OBJECTIVE - Which lines in the entries below contain the string "skier"? Pick out every such line and copy it, treating uppercase and lowercase as different.
>> BEGIN
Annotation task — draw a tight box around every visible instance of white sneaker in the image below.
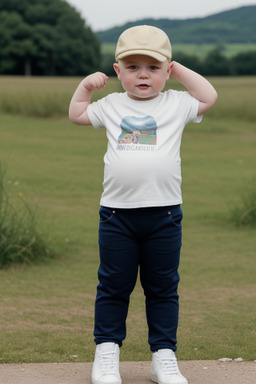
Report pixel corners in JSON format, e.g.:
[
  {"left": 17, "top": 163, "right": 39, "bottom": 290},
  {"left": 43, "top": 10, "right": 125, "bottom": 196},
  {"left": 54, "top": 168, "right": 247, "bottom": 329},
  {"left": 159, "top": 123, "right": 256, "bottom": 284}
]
[
  {"left": 151, "top": 349, "right": 188, "bottom": 384},
  {"left": 92, "top": 343, "right": 122, "bottom": 384}
]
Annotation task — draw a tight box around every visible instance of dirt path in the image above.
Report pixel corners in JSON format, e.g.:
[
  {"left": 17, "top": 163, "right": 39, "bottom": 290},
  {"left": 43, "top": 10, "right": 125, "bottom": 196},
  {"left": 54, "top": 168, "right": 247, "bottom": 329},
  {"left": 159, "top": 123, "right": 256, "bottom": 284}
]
[{"left": 0, "top": 360, "right": 256, "bottom": 384}]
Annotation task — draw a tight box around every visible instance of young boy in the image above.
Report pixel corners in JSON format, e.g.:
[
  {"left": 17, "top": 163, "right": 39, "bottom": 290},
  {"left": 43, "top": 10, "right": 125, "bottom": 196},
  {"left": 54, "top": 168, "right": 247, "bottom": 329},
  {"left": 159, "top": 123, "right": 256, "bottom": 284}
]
[{"left": 69, "top": 25, "right": 217, "bottom": 384}]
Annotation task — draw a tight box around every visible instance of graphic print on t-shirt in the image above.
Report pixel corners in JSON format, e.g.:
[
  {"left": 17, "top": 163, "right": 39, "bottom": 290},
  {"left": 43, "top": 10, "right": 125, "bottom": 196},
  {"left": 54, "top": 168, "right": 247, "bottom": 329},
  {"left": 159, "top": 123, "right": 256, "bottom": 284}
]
[{"left": 118, "top": 115, "right": 157, "bottom": 149}]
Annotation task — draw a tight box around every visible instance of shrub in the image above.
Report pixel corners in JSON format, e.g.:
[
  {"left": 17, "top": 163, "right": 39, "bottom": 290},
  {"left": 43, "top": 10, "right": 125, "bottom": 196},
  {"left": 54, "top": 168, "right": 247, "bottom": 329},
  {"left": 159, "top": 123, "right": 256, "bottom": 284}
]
[{"left": 0, "top": 164, "right": 53, "bottom": 268}]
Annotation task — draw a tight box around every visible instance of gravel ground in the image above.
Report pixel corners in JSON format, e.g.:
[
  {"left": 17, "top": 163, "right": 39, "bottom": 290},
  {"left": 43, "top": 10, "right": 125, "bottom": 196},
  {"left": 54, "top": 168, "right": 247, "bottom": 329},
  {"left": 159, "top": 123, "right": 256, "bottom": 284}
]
[{"left": 0, "top": 360, "right": 256, "bottom": 384}]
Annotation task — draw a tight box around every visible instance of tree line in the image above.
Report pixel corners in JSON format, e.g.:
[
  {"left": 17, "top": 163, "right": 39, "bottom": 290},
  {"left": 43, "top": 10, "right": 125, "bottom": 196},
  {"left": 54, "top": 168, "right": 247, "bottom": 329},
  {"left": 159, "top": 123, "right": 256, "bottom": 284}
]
[
  {"left": 0, "top": 0, "right": 101, "bottom": 76},
  {"left": 0, "top": 0, "right": 256, "bottom": 76}
]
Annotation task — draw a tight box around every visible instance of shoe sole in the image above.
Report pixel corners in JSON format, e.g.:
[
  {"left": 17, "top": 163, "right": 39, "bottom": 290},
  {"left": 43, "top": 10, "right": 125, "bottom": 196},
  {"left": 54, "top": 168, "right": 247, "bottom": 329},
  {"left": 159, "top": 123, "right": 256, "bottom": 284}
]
[{"left": 150, "top": 373, "right": 158, "bottom": 383}]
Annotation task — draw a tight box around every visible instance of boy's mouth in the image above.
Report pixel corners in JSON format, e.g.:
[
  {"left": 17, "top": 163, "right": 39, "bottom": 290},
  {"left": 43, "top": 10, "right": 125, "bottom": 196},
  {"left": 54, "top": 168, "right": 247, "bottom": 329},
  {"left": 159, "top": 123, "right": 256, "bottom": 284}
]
[{"left": 137, "top": 84, "right": 149, "bottom": 89}]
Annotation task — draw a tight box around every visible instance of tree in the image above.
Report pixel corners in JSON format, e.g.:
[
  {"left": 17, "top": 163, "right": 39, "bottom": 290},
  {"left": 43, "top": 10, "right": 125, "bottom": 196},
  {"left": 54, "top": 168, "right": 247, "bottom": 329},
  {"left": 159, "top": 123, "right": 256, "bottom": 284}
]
[{"left": 0, "top": 0, "right": 101, "bottom": 76}]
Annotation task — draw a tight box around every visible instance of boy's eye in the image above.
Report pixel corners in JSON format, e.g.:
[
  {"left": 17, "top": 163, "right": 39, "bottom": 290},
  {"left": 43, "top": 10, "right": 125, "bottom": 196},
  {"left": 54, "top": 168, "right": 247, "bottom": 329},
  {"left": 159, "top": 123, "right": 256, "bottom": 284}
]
[{"left": 128, "top": 65, "right": 138, "bottom": 71}]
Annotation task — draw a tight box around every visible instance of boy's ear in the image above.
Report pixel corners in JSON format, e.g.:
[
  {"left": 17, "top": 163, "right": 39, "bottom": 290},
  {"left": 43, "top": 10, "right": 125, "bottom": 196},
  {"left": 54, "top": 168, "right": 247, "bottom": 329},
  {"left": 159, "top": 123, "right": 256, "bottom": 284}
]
[
  {"left": 167, "top": 62, "right": 173, "bottom": 80},
  {"left": 113, "top": 63, "right": 120, "bottom": 80}
]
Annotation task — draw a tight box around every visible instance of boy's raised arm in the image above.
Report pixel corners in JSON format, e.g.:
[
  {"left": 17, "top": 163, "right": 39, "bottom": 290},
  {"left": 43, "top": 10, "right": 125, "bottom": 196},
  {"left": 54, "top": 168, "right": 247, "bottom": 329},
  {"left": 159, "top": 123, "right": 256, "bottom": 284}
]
[
  {"left": 171, "top": 61, "right": 218, "bottom": 115},
  {"left": 69, "top": 72, "right": 108, "bottom": 125}
]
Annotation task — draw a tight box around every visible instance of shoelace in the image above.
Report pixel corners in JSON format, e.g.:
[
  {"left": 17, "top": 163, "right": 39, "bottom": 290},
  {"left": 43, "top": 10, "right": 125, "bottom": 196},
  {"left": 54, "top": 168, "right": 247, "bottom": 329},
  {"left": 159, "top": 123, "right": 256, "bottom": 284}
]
[
  {"left": 159, "top": 357, "right": 179, "bottom": 375},
  {"left": 100, "top": 351, "right": 116, "bottom": 375}
]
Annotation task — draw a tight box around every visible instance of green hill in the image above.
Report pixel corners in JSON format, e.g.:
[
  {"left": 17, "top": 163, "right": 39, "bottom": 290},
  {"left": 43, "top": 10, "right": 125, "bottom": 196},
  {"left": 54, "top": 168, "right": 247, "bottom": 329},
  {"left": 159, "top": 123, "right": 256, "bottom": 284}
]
[{"left": 97, "top": 5, "right": 256, "bottom": 45}]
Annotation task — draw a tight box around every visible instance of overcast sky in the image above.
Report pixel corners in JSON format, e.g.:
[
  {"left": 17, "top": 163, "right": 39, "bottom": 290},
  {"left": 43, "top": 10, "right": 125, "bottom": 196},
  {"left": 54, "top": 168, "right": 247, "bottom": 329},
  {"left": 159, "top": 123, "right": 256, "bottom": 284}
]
[{"left": 67, "top": 0, "right": 256, "bottom": 31}]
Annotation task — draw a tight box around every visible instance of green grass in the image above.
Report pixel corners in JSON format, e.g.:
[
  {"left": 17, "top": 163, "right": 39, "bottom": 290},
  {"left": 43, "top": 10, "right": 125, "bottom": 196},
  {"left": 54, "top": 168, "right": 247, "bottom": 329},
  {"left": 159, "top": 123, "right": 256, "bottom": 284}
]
[{"left": 0, "top": 78, "right": 256, "bottom": 362}]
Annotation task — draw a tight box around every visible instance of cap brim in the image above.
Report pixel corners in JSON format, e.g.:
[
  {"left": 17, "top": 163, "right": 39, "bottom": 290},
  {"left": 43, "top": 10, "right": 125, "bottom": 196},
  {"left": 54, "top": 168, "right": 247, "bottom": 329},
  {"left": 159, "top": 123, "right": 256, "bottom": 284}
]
[{"left": 116, "top": 49, "right": 170, "bottom": 62}]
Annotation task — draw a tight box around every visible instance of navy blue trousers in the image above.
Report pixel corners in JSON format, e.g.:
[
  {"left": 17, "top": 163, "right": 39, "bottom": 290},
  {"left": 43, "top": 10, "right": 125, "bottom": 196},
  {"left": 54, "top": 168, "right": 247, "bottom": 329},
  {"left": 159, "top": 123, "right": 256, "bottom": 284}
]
[{"left": 94, "top": 205, "right": 182, "bottom": 352}]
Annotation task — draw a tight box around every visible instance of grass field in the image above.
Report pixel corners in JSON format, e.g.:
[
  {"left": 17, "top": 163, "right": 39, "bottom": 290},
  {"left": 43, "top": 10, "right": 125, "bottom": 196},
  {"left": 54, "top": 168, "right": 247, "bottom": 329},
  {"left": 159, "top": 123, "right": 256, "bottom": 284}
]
[{"left": 0, "top": 77, "right": 256, "bottom": 363}]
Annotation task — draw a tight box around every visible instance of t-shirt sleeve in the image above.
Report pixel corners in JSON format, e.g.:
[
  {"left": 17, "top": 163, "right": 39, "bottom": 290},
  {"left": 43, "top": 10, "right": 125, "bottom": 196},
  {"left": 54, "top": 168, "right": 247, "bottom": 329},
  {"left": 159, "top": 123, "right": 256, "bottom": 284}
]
[{"left": 87, "top": 99, "right": 105, "bottom": 129}]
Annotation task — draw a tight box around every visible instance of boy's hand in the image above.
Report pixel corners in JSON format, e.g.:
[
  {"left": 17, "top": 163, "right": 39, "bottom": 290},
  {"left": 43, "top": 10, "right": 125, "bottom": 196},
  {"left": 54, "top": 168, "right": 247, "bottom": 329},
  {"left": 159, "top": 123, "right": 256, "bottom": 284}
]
[{"left": 83, "top": 72, "right": 108, "bottom": 92}]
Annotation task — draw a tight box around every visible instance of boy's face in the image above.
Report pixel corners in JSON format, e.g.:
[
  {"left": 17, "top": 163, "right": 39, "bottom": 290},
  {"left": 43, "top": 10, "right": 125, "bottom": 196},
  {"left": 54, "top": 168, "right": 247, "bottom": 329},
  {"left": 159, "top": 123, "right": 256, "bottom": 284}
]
[{"left": 114, "top": 55, "right": 172, "bottom": 100}]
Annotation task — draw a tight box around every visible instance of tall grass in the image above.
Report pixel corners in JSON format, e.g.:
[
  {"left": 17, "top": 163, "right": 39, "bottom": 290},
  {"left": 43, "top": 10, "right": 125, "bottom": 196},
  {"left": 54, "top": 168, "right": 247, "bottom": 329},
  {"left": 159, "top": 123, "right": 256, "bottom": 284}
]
[{"left": 0, "top": 163, "right": 53, "bottom": 268}]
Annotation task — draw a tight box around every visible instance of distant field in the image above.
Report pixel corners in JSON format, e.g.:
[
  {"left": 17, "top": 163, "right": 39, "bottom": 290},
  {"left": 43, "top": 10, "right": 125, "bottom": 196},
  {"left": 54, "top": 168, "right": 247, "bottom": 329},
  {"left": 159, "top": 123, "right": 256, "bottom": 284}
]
[
  {"left": 102, "top": 44, "right": 256, "bottom": 57},
  {"left": 0, "top": 77, "right": 256, "bottom": 363}
]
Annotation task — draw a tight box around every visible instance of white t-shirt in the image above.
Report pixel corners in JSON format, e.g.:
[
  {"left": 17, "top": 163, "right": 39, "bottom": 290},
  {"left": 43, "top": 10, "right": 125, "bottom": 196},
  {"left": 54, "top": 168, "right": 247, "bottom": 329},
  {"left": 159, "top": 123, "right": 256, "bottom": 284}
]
[{"left": 87, "top": 90, "right": 202, "bottom": 208}]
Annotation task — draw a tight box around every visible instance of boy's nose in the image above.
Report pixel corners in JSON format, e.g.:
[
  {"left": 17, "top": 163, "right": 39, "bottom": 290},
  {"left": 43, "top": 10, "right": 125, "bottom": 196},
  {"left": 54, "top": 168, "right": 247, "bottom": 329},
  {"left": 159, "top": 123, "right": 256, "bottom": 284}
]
[{"left": 139, "top": 69, "right": 148, "bottom": 79}]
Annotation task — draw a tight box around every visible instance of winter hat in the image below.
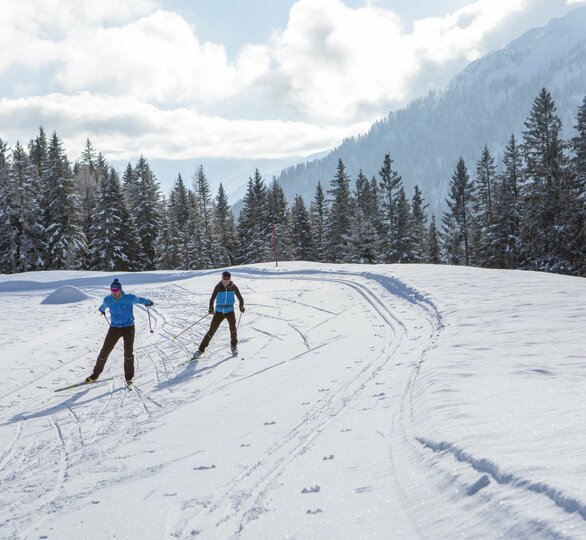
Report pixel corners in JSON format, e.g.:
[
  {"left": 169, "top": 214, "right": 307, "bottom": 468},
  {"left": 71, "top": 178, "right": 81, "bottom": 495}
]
[{"left": 110, "top": 278, "right": 122, "bottom": 291}]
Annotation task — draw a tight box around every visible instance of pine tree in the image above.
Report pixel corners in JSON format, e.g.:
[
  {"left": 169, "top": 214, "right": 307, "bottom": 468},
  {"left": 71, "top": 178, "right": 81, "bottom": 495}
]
[
  {"left": 563, "top": 97, "right": 586, "bottom": 276},
  {"left": 238, "top": 169, "right": 272, "bottom": 263},
  {"left": 327, "top": 159, "right": 353, "bottom": 263},
  {"left": 44, "top": 132, "right": 86, "bottom": 270},
  {"left": 310, "top": 182, "right": 328, "bottom": 262},
  {"left": 290, "top": 195, "right": 313, "bottom": 261},
  {"left": 522, "top": 88, "right": 571, "bottom": 272},
  {"left": 9, "top": 142, "right": 44, "bottom": 272},
  {"left": 349, "top": 170, "right": 380, "bottom": 264},
  {"left": 214, "top": 184, "right": 238, "bottom": 266},
  {"left": 489, "top": 135, "right": 523, "bottom": 269},
  {"left": 90, "top": 168, "right": 141, "bottom": 272},
  {"left": 267, "top": 177, "right": 292, "bottom": 260},
  {"left": 473, "top": 146, "right": 496, "bottom": 267},
  {"left": 394, "top": 186, "right": 415, "bottom": 263},
  {"left": 411, "top": 185, "right": 429, "bottom": 263},
  {"left": 194, "top": 165, "right": 216, "bottom": 268},
  {"left": 442, "top": 157, "right": 475, "bottom": 266},
  {"left": 0, "top": 139, "right": 18, "bottom": 274},
  {"left": 425, "top": 214, "right": 442, "bottom": 264},
  {"left": 128, "top": 156, "right": 162, "bottom": 270},
  {"left": 379, "top": 154, "right": 403, "bottom": 263}
]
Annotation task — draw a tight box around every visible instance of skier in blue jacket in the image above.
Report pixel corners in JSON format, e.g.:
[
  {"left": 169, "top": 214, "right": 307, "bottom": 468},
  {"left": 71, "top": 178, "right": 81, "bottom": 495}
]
[
  {"left": 85, "top": 279, "right": 153, "bottom": 385},
  {"left": 192, "top": 270, "right": 244, "bottom": 360}
]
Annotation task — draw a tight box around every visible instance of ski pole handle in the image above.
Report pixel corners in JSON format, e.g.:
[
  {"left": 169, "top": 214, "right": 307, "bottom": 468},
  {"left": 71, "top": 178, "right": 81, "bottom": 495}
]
[
  {"left": 147, "top": 306, "right": 153, "bottom": 334},
  {"left": 173, "top": 313, "right": 209, "bottom": 339}
]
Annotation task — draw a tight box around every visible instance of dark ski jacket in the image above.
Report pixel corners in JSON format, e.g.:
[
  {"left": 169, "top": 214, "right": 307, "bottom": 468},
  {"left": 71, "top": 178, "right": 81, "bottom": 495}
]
[{"left": 210, "top": 281, "right": 244, "bottom": 313}]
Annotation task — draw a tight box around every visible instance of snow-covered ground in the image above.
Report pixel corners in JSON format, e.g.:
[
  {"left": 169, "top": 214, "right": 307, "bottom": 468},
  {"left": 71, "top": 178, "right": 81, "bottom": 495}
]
[{"left": 0, "top": 263, "right": 586, "bottom": 539}]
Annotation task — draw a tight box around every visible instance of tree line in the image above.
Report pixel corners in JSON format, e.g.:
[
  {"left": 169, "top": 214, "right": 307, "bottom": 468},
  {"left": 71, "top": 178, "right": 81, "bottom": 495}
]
[{"left": 0, "top": 88, "right": 586, "bottom": 276}]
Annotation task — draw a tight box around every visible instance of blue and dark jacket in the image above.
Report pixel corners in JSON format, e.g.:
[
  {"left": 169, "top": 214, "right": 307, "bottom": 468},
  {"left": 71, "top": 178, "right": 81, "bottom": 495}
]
[
  {"left": 98, "top": 292, "right": 151, "bottom": 328},
  {"left": 210, "top": 281, "right": 244, "bottom": 313}
]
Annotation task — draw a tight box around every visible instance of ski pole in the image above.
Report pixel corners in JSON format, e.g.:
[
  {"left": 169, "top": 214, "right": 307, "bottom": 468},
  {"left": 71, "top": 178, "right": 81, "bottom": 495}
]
[
  {"left": 147, "top": 306, "right": 153, "bottom": 334},
  {"left": 173, "top": 313, "right": 209, "bottom": 339}
]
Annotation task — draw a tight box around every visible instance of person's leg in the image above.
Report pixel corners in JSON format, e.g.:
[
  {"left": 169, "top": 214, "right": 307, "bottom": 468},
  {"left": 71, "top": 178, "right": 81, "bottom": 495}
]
[
  {"left": 91, "top": 326, "right": 122, "bottom": 379},
  {"left": 122, "top": 326, "right": 135, "bottom": 381},
  {"left": 226, "top": 311, "right": 238, "bottom": 349},
  {"left": 199, "top": 311, "right": 224, "bottom": 353}
]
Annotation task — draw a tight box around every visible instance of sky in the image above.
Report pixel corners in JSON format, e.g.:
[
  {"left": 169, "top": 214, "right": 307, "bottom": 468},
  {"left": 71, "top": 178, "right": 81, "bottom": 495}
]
[
  {"left": 0, "top": 262, "right": 586, "bottom": 540},
  {"left": 0, "top": 0, "right": 586, "bottom": 167}
]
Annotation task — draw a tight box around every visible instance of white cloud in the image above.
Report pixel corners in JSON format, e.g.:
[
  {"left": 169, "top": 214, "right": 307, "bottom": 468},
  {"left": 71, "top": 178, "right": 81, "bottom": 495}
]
[
  {"left": 0, "top": 93, "right": 369, "bottom": 160},
  {"left": 273, "top": 0, "right": 523, "bottom": 121}
]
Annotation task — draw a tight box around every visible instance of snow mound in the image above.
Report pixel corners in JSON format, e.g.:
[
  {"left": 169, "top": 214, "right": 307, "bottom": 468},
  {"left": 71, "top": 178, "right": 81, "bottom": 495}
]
[{"left": 41, "top": 285, "right": 89, "bottom": 304}]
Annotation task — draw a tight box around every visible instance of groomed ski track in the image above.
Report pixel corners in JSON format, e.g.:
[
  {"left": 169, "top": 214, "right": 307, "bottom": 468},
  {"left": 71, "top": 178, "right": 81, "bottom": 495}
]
[{"left": 0, "top": 267, "right": 584, "bottom": 539}]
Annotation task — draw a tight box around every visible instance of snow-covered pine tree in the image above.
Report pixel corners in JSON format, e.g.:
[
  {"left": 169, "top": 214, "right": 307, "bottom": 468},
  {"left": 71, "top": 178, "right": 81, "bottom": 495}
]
[
  {"left": 522, "top": 88, "right": 572, "bottom": 273},
  {"left": 9, "top": 142, "right": 45, "bottom": 272},
  {"left": 162, "top": 174, "right": 193, "bottom": 270},
  {"left": 44, "top": 132, "right": 86, "bottom": 270},
  {"left": 425, "top": 214, "right": 442, "bottom": 264},
  {"left": 267, "top": 176, "right": 292, "bottom": 260},
  {"left": 193, "top": 165, "right": 216, "bottom": 268},
  {"left": 490, "top": 135, "right": 523, "bottom": 269},
  {"left": 0, "top": 139, "right": 18, "bottom": 274},
  {"left": 131, "top": 156, "right": 162, "bottom": 270},
  {"left": 472, "top": 145, "right": 496, "bottom": 268},
  {"left": 310, "top": 182, "right": 328, "bottom": 262},
  {"left": 89, "top": 167, "right": 136, "bottom": 272},
  {"left": 327, "top": 159, "right": 353, "bottom": 263},
  {"left": 238, "top": 169, "right": 273, "bottom": 264},
  {"left": 393, "top": 186, "right": 415, "bottom": 263},
  {"left": 564, "top": 97, "right": 586, "bottom": 276},
  {"left": 378, "top": 154, "right": 403, "bottom": 263},
  {"left": 213, "top": 184, "right": 238, "bottom": 266},
  {"left": 155, "top": 196, "right": 176, "bottom": 270},
  {"left": 290, "top": 195, "right": 313, "bottom": 261},
  {"left": 74, "top": 143, "right": 108, "bottom": 266},
  {"left": 347, "top": 170, "right": 380, "bottom": 264},
  {"left": 442, "top": 157, "right": 475, "bottom": 266},
  {"left": 411, "top": 185, "right": 429, "bottom": 263}
]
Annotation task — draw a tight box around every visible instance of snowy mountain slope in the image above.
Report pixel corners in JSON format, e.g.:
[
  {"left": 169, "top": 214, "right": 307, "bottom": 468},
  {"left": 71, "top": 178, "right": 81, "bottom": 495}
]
[
  {"left": 0, "top": 263, "right": 586, "bottom": 538},
  {"left": 279, "top": 7, "right": 586, "bottom": 214}
]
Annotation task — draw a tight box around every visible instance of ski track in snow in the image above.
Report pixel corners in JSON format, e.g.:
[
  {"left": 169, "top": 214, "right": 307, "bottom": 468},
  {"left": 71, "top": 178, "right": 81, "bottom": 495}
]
[{"left": 0, "top": 268, "right": 586, "bottom": 538}]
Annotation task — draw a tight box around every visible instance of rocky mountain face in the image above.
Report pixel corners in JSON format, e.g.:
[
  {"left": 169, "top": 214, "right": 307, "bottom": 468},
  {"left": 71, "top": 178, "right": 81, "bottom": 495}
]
[{"left": 278, "top": 7, "right": 586, "bottom": 214}]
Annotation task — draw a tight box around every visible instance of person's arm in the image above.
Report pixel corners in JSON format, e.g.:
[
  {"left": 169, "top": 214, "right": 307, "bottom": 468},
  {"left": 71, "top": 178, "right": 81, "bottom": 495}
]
[
  {"left": 209, "top": 285, "right": 220, "bottom": 313},
  {"left": 233, "top": 285, "right": 244, "bottom": 311},
  {"left": 129, "top": 294, "right": 154, "bottom": 307},
  {"left": 98, "top": 296, "right": 108, "bottom": 315}
]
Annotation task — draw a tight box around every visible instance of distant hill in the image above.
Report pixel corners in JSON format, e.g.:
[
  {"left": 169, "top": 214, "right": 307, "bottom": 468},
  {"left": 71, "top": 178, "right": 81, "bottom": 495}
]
[{"left": 278, "top": 7, "right": 586, "bottom": 213}]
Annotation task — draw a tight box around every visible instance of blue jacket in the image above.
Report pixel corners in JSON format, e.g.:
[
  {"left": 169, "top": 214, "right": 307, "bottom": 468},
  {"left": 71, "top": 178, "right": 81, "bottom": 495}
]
[
  {"left": 210, "top": 281, "right": 244, "bottom": 313},
  {"left": 98, "top": 292, "right": 151, "bottom": 328}
]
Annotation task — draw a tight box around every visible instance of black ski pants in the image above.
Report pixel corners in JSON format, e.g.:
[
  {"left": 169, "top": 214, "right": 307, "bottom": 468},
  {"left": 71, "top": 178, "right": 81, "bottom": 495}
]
[
  {"left": 199, "top": 311, "right": 238, "bottom": 353},
  {"left": 92, "top": 325, "right": 134, "bottom": 381}
]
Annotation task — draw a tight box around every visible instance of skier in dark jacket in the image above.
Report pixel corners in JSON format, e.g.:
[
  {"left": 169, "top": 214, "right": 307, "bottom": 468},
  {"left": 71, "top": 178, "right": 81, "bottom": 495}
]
[
  {"left": 192, "top": 270, "right": 244, "bottom": 360},
  {"left": 85, "top": 279, "right": 153, "bottom": 385}
]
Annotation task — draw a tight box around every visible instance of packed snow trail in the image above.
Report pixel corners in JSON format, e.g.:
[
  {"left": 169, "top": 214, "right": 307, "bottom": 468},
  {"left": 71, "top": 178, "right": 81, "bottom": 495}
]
[{"left": 0, "top": 263, "right": 586, "bottom": 538}]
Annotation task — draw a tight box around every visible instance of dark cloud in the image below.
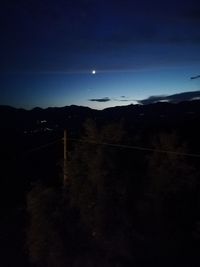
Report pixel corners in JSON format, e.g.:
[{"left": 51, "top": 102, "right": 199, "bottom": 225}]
[
  {"left": 89, "top": 97, "right": 111, "bottom": 102},
  {"left": 190, "top": 75, "right": 200, "bottom": 80},
  {"left": 138, "top": 91, "right": 200, "bottom": 105}
]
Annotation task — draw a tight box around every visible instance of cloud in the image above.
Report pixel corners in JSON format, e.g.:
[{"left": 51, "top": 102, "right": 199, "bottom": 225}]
[
  {"left": 89, "top": 97, "right": 111, "bottom": 102},
  {"left": 138, "top": 91, "right": 200, "bottom": 105}
]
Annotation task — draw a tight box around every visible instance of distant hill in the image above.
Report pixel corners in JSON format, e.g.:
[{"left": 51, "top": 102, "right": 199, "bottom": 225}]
[
  {"left": 0, "top": 91, "right": 200, "bottom": 138},
  {"left": 139, "top": 91, "right": 200, "bottom": 105}
]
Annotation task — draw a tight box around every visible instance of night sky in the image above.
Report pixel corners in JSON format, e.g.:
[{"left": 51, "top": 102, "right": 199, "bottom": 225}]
[{"left": 0, "top": 0, "right": 200, "bottom": 109}]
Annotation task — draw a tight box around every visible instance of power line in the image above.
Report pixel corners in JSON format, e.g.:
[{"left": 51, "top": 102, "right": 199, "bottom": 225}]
[
  {"left": 17, "top": 135, "right": 200, "bottom": 158},
  {"left": 68, "top": 138, "right": 200, "bottom": 158}
]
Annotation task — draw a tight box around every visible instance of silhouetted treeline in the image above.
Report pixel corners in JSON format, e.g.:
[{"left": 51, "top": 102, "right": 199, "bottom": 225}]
[{"left": 26, "top": 120, "right": 200, "bottom": 267}]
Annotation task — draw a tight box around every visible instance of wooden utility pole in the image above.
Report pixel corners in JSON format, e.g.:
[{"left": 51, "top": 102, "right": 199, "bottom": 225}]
[{"left": 63, "top": 130, "right": 67, "bottom": 185}]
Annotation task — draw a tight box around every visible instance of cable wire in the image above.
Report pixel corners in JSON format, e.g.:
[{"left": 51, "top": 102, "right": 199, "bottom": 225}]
[{"left": 68, "top": 138, "right": 200, "bottom": 158}]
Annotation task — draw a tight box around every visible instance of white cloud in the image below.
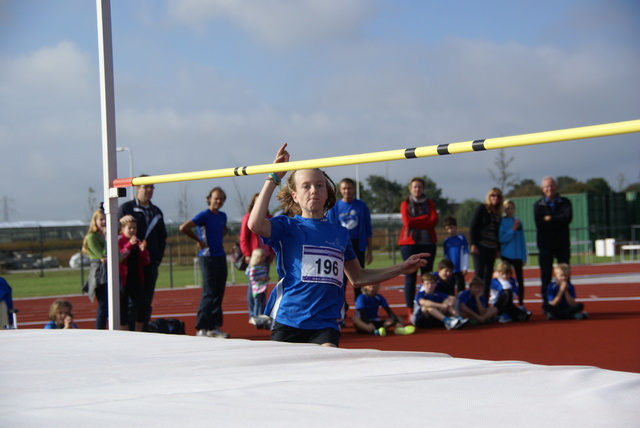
>> END
SOLUTION FOR THIS PROBLEM -
Annotation task — draw a tight box around every visible instance of skier in blue jacket in the image above.
Annotation task — draw a tight box around every visible instance of skier in dark jacket in the image above.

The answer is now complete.